**SET TASK**
Render the entries below as a Markdown table with two columns, Row and Line, giving each line its own numbered row and omitting blank lines.

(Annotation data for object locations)

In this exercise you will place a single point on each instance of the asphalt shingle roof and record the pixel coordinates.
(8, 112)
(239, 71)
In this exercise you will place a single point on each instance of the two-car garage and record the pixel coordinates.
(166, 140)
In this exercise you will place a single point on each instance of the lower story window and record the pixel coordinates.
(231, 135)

**EXERCISE RESPONSE**
| Row | Line |
|---|---|
| 1 | In this exercise you will place a single point on each instance of the asphalt shingle roof and record the pixel coordinates. |
| 2 | (8, 112) |
| 3 | (239, 71) |
| 4 | In this exercise you will place a single point on each instance of the two-car garage and record the pixel coordinates. |
| 5 | (166, 140) |
| 6 | In this exercise you will place a single point on each instance of the lower story window and record the pixel coordinates. |
| 7 | (231, 135) |